- _Required action_
What follows is a set of records; copy all of it exactly.

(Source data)
════

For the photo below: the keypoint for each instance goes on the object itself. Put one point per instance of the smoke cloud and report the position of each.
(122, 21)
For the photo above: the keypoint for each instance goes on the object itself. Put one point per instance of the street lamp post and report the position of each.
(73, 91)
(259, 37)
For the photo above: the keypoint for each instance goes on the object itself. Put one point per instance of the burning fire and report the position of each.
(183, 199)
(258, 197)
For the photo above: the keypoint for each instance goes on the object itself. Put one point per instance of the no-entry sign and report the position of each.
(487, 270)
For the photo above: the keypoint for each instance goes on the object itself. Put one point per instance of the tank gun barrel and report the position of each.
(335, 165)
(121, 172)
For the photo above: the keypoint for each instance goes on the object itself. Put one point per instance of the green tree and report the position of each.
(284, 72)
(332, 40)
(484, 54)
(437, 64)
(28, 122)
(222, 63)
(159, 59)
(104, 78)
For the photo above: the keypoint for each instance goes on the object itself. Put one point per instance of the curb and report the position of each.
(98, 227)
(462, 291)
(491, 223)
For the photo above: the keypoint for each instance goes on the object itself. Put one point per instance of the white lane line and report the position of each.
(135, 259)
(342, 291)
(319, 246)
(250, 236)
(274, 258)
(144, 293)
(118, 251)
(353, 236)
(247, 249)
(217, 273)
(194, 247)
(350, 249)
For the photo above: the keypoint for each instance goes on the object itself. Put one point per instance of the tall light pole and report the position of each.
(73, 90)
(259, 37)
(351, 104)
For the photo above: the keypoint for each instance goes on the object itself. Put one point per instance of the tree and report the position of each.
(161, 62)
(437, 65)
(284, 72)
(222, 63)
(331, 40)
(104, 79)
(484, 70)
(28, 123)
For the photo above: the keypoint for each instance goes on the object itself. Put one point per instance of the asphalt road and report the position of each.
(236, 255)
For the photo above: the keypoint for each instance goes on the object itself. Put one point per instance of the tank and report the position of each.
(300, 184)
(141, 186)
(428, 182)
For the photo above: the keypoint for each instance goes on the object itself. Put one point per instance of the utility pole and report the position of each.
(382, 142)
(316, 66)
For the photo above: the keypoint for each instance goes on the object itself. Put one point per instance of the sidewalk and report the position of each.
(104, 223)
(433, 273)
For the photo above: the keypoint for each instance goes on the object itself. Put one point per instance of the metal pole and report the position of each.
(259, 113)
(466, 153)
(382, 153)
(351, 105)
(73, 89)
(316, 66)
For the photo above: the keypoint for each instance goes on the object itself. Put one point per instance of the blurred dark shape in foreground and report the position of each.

════

- _Answer to the exercise_
For the photo below: the keypoint for each instance goes on the object itself. Put one point per instance of the smoke cloud and report the position of each.
(122, 21)
For the photo above: the keypoint for each instance goes on the object itself. Put one point per instance of the street lamp post and report the position of each.
(73, 91)
(259, 37)
For the photo above: the keypoint for each instance goes on the object itself. Put one point per instance of the burning fire and report the position of each.
(183, 199)
(258, 197)
For the photo above: the keypoint for each instance goes on the object itself. Put one point per instance of the no-entry sign and report the position of each.
(487, 270)
For the photo above: the keypoint for each instance goes on the object itself. Put one point per instance of the tank gun barrel and report the position of each.
(335, 165)
(121, 172)
For the photo above: the keypoint for each instance goes on the object itself. Put one point per instance of the green tree and report the position of each.
(284, 72)
(332, 40)
(484, 54)
(437, 64)
(28, 122)
(222, 63)
(159, 59)
(104, 78)
For the photo above: the keypoint for each instance goes on the object itself. Put one point per instance of the curb and report the position of each.
(98, 227)
(462, 291)
(491, 223)
For the photo above: the keypoint for each instance goes on the object itself. Put one point per instance of the white lane line and report the position of each.
(135, 259)
(342, 291)
(319, 246)
(250, 236)
(274, 258)
(144, 293)
(118, 251)
(353, 236)
(247, 249)
(217, 273)
(194, 247)
(350, 249)
For the photo above: the keypoint for each instance goes on the object itself. Put one point per instance of the tall light pole and report the position of each.
(73, 90)
(259, 37)
(351, 104)
For the photo above: the keypoint for each instance goes on the object itself. Put one point per instance of the tree and report the position of each.
(161, 62)
(437, 65)
(284, 72)
(222, 63)
(331, 40)
(104, 79)
(484, 70)
(28, 123)
For the photo above: the keypoint for each instance goes on the object itself. Put one point per instance of the asphalt road and report the position of each.
(236, 255)
For the photo above: the keypoint for each instance goes on the object itself. Put one point per instance of the tank and report the position of each.
(300, 184)
(141, 186)
(428, 182)
For the photo above: the keypoint for each instance goes on the object itself. Put one point per instance of the utility pole and report the position of each.
(382, 142)
(316, 66)
For the photo above: the keypoint for each instance goes on the object itself. Put one point per instance of the sidewalk and report the position of each.
(104, 223)
(433, 273)
For the photo above: the keypoint for each instance goes on the object itself. Put one point per instance of the metal pole and report the position of each.
(259, 113)
(466, 153)
(382, 153)
(351, 105)
(73, 89)
(316, 66)
For the photo above: the keypoint for each instance goes on the object itself. Put one point per instance of the blurred dark shape in foreground and report the position of each.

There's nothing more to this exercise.